• _Document section_
--------------------------------

# How MCMC methods are designed..

Goal build a Markov chain with transitions $$K$$ such that:

1. $$K$$ is satisfies global balance with respect to the posterior $$\pi$$ ($$K$$ is “$$\pi$$-invariant”)
2. $$K$$ is irreducible (for each $$x$$, $$x'$$, there is a number of steps $$n$$ such that we can jump from $$x$$ to $$x'$$ in $$n$$ steps, mathematically, $$K^n(x'|x) > 0$$)

If both conditions are satisfied, then we have a law of large numbers.

Main tools used to construct efficient algorithms satisfying conditions (1) and (2) above:

• Metropolis-Hastings algorithm (introduced last time + current exercise)
• Auxiliary variables/augmented targets (examples: model saturation, slice sampling)
• Mixture and Alternation of kernels (focus of this topic)
• Marginalization (opposite of augmentation; often less useful than above 3 as problem specific and can lead to high per-iteration cost)

### Mixture and alternation: example

• Suppose you have a graphical model with two nodes, $$x_1$$ and $$x_2$$, $$x = (x_1, x_2)$$
• You have a first proposal that changes only $$x_1$$. Denote the associated Metropolis-Hastings algorithm by $$K_1$$
• You have a second proposal that changes only $$x_2$$. Denote the associated Metropolis-Hastings algorithm by $$K_2$$

### Poll: which condition(s) $$K_1$$ alone satisfies, if any

1. $$\pi$$-invariance and irreducibility
2. $$\pi$$-invariance only
3. irreducibility only
4. None

# Mixing proposals

“Mixing proposals” consists in the following algorithm (applied iteratively)

• suppose you are at state $$x$$
• flip a coin with fixed bias $$p$$
• if coin is heads: return $$x' \sim K_1(\cdot|x)$$
• if coin is tails: return $$x' \sim K_2(\cdot|x)$$

Notation $$K = p K_1 + (1-p) K_2$$

Key result if both $$K_1$$ and $$K_2$$ are $$\pi$$-invariant, then their mixture $$K$$ is $$\pi$$-invariant

Take a minute to prove this result. Convince yourself at the same time that the argument crucially depends on $$p$$ not varying with the current state.

--------------------------------

• _Information given_

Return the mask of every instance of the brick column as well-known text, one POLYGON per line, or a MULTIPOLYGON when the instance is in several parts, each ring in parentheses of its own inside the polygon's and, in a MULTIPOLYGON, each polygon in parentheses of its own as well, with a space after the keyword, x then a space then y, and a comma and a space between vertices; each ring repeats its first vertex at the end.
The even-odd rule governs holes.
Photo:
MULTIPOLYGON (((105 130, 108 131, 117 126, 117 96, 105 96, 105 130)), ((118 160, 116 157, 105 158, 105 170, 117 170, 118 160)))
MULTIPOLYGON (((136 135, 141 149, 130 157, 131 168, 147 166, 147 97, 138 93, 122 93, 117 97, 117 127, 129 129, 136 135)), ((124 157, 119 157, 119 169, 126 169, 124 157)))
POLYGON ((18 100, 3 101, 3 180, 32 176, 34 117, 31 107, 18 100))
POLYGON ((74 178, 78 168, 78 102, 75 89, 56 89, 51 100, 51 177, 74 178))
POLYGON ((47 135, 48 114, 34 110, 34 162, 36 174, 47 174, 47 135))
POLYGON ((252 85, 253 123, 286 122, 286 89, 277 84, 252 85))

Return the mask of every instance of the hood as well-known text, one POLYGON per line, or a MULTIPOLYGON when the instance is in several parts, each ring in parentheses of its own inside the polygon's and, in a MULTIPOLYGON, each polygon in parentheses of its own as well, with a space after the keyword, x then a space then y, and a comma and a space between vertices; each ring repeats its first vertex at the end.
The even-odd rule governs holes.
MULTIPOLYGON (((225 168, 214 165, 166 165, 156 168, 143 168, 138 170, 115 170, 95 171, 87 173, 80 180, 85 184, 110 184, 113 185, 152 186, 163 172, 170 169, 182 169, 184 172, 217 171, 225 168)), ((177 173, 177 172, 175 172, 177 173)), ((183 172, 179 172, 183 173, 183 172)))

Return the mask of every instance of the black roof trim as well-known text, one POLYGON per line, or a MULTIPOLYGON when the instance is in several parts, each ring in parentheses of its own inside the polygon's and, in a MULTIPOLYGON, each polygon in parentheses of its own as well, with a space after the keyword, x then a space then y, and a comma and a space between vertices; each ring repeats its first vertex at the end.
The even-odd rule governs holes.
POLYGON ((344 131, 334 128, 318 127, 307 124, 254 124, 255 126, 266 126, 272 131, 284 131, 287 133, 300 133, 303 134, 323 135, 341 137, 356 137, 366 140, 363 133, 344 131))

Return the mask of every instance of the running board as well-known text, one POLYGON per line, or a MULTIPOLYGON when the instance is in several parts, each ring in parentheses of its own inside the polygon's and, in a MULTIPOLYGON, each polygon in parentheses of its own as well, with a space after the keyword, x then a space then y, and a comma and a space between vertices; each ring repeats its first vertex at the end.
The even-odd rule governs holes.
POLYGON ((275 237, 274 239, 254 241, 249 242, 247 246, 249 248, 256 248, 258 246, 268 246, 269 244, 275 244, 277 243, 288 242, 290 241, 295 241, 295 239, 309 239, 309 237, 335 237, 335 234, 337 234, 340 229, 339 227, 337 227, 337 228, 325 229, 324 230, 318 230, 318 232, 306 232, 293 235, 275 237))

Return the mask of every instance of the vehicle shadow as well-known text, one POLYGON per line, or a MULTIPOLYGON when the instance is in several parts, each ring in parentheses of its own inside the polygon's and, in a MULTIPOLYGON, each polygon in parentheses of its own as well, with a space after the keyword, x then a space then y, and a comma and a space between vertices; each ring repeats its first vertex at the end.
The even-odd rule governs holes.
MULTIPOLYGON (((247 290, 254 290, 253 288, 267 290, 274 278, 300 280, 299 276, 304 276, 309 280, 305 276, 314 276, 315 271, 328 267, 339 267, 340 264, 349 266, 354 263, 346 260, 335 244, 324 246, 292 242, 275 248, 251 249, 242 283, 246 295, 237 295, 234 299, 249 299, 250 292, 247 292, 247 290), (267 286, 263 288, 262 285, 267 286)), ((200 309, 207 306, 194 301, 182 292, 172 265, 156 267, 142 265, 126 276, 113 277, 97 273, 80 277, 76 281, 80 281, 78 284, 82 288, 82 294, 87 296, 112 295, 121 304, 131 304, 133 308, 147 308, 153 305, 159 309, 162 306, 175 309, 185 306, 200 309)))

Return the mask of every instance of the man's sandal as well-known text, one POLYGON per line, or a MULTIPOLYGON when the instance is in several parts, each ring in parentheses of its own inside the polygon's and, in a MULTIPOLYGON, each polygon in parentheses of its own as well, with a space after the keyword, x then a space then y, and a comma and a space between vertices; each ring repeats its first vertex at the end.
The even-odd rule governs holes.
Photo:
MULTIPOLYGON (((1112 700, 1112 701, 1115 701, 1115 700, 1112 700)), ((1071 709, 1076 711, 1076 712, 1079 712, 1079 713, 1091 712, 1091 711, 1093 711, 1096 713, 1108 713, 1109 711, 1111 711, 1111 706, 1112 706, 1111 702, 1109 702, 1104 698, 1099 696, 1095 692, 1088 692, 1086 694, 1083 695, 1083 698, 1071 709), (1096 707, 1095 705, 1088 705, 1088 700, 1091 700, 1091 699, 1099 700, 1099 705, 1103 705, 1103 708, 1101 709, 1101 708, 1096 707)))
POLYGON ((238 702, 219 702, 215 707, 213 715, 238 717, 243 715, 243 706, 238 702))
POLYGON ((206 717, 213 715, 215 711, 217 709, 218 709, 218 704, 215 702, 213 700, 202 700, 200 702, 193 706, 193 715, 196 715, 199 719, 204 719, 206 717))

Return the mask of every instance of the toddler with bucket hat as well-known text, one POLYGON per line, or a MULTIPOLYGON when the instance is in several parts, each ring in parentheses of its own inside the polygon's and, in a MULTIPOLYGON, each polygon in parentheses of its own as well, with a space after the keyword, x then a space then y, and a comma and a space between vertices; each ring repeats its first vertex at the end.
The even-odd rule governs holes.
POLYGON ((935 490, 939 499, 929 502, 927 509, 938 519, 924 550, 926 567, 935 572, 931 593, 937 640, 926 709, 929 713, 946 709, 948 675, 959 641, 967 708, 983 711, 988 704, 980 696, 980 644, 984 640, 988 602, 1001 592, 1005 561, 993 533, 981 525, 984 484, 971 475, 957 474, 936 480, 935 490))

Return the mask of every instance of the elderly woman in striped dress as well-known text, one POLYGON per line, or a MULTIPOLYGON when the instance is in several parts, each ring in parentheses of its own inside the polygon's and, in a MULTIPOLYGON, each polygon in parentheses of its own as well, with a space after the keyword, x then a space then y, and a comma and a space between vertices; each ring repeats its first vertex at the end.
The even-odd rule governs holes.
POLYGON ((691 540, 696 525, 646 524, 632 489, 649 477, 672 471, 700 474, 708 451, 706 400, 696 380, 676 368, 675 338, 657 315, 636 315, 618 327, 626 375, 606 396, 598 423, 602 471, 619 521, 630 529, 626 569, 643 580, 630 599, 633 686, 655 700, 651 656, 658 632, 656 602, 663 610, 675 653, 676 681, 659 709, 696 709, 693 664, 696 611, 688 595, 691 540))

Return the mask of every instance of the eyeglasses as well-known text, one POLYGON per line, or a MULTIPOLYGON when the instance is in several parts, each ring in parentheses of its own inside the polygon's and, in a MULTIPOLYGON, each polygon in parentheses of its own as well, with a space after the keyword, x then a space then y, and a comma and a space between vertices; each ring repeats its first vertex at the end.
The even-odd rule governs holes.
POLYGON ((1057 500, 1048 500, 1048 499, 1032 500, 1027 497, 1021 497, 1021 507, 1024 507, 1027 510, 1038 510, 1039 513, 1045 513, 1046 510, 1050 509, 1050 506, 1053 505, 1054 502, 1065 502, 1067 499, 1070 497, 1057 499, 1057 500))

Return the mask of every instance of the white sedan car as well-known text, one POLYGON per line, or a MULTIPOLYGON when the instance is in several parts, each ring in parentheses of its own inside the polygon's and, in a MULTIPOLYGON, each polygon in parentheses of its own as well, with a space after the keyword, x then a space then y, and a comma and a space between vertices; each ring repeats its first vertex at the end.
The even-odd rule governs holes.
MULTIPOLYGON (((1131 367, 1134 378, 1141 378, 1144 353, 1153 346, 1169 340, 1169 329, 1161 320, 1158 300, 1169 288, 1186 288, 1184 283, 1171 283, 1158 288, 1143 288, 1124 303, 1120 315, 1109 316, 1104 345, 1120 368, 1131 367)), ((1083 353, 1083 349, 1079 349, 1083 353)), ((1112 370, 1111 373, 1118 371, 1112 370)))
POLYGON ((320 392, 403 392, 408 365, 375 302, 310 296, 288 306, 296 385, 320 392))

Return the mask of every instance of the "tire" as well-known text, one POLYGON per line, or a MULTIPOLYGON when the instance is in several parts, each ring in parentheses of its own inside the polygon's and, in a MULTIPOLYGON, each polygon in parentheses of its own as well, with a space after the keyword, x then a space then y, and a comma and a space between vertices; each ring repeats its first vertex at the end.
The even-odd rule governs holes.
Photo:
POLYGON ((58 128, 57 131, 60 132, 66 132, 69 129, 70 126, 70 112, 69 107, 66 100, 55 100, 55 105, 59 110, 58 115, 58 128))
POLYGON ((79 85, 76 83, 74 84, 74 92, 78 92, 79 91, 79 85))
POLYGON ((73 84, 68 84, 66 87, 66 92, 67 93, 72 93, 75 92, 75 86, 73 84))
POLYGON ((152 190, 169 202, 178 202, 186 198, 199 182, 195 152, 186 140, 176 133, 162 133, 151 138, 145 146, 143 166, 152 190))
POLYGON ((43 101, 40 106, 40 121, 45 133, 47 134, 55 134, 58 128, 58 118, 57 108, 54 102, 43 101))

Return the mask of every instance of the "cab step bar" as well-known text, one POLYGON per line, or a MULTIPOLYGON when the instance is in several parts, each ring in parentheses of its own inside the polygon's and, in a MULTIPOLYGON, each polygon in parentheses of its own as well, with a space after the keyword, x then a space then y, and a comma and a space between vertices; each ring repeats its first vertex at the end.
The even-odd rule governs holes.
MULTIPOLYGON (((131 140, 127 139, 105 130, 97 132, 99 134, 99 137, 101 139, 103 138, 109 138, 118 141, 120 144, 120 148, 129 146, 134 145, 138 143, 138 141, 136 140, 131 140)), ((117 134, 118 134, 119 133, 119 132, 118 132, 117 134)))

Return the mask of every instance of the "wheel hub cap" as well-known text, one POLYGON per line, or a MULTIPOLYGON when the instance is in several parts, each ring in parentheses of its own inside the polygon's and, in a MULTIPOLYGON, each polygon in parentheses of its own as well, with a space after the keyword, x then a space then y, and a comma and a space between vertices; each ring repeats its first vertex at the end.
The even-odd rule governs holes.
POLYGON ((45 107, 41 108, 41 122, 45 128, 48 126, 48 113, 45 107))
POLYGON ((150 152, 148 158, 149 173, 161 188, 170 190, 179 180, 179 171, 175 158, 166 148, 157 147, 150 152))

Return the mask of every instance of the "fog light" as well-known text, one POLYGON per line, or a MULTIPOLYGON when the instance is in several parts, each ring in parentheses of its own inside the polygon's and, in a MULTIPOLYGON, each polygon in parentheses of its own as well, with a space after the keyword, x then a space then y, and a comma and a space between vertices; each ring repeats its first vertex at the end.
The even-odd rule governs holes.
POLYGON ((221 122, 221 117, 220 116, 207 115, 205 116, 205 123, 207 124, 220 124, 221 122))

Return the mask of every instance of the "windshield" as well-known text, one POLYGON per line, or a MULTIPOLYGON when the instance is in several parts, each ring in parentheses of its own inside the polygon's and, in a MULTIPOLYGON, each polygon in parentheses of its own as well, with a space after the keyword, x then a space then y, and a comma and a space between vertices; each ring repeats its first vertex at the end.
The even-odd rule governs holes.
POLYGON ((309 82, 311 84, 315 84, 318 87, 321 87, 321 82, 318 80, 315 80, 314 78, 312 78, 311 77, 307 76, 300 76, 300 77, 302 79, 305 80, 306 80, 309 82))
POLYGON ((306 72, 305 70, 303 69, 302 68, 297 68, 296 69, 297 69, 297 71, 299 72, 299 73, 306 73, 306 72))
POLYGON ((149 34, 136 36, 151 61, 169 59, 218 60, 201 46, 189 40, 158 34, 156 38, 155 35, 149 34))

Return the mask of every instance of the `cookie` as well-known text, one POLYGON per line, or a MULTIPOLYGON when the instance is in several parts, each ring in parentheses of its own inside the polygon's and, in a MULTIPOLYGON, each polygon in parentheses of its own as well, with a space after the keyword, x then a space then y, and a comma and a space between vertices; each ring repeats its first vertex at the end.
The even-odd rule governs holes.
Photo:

--------------------------------

• _Complete the following_
**1.** Transcribe the passage of the MCMC notes that begins at the words "Goal build a" and stops after "high per-iteration cost)".
**2.** According to the MCMC notes, what main tools are used to construct efficient algorithms satisfying conditions (1) and (2)? List them all.

• _Outputs by task_
**1.**
Goal build a Markov chain with transitions $$K$$ such that:

1. $$K$$ is satisfies global balance with respect to the posterior $$\pi$$ ($$K$$ is “$$\pi$$-invariant”)
2. $$K$$ is irreducible (for each $$x$$, $$x'$$, there is a number of steps $$n$$ such that we can jump from $$x$$ to $$x'$$ in $$n$$ steps, mathematically, $$K^n(x'|x) > 0$$)

If both conditions are satisfied, then we have a law of large numbers.

Main tools used to construct efficient algorithms satisfying conditions (1) and (2) above:

• Metropolis-Hastings algorithm (introduced last time + current exercise)
• Auxiliary variables/augmented targets (examples: model saturation, slice sampling)
• Mixture and Alternation of kernels (focus of this topic)
• Marginalization (opposite of augmentation; often less useful than above 3 as problem specific and can lead to high per-iteration cost)

**2.**
- Metropolis-Hastings algorithm
- Auxiliary variables/augmented targets
- Mixture and Alternation of kernels
- Marginalization